**Do this:** Rewrite the rows from the one containing "Autonomous forklift vision pipeline — detect the colorful" through the one containing "37,54,49,62", inclusive, changing "forklift" to "pallet truck" and leaving everything else the same.
+ + + +
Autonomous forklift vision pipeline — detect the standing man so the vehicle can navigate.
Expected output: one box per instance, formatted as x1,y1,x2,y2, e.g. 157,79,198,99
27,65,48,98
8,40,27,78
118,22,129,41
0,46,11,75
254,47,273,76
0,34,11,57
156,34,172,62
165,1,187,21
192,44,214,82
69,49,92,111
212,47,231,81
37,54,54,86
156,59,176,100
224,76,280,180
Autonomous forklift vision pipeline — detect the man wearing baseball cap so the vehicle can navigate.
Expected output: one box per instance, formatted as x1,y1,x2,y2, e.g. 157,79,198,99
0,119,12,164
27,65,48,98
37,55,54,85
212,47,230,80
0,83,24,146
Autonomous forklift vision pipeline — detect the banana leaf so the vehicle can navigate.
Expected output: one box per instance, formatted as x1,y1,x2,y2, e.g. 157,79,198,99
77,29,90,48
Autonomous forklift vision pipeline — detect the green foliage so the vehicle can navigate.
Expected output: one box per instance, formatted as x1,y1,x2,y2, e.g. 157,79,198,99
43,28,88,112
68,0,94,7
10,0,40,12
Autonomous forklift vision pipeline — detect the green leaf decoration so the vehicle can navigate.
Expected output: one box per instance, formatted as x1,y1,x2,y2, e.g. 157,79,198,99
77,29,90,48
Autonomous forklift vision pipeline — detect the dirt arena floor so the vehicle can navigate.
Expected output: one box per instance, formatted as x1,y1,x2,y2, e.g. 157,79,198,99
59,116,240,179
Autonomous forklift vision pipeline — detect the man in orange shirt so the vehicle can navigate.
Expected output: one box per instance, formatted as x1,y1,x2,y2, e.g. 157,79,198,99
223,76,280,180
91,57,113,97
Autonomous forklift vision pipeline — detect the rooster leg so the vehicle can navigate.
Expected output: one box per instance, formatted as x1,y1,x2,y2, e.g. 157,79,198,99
+ + + +
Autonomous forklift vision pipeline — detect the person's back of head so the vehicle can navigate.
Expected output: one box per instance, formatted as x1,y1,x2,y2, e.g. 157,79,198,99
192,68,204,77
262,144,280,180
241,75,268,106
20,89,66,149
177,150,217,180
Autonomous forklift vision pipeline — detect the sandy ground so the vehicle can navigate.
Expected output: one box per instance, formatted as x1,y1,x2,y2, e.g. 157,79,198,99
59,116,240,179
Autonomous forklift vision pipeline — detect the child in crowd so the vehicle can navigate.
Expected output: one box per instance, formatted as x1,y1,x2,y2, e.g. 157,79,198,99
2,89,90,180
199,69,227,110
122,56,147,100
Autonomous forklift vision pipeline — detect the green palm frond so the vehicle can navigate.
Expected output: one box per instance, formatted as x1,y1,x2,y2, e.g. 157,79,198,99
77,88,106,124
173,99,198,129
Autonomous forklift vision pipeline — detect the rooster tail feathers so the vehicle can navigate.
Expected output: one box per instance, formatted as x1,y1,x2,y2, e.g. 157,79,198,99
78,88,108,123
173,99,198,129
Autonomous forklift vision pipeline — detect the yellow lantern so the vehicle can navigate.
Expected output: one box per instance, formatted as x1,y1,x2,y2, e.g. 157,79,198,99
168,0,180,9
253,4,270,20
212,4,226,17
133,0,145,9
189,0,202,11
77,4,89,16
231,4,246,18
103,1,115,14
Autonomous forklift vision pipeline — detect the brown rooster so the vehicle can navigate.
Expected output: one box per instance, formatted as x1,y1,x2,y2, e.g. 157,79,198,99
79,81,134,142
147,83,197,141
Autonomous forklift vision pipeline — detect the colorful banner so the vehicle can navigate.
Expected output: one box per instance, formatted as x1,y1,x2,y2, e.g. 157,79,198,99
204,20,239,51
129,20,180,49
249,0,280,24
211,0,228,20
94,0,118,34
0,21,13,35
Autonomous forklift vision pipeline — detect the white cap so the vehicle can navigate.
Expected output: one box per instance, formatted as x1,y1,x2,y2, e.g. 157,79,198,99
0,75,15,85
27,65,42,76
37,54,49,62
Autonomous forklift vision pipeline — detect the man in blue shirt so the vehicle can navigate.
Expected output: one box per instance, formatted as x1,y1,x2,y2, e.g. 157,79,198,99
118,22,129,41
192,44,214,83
+ + + +
**Expected answer:**
Autonomous pallet truck vision pipeline — detect the colorful banner so the vehicle can navigate.
Expected output: one box per instance, formatted as x1,y1,x2,y2, e.g. 157,79,198,99
204,20,239,51
129,20,180,49
249,0,280,24
211,0,228,20
94,0,118,34
0,21,13,35
Autonomous pallet truck vision pipeline — detect the white cap so the vehicle can navigate.
Expected output: one box per instance, formatted as x1,y1,x2,y2, e.g. 157,79,198,99
0,75,15,85
27,65,42,76
37,54,49,62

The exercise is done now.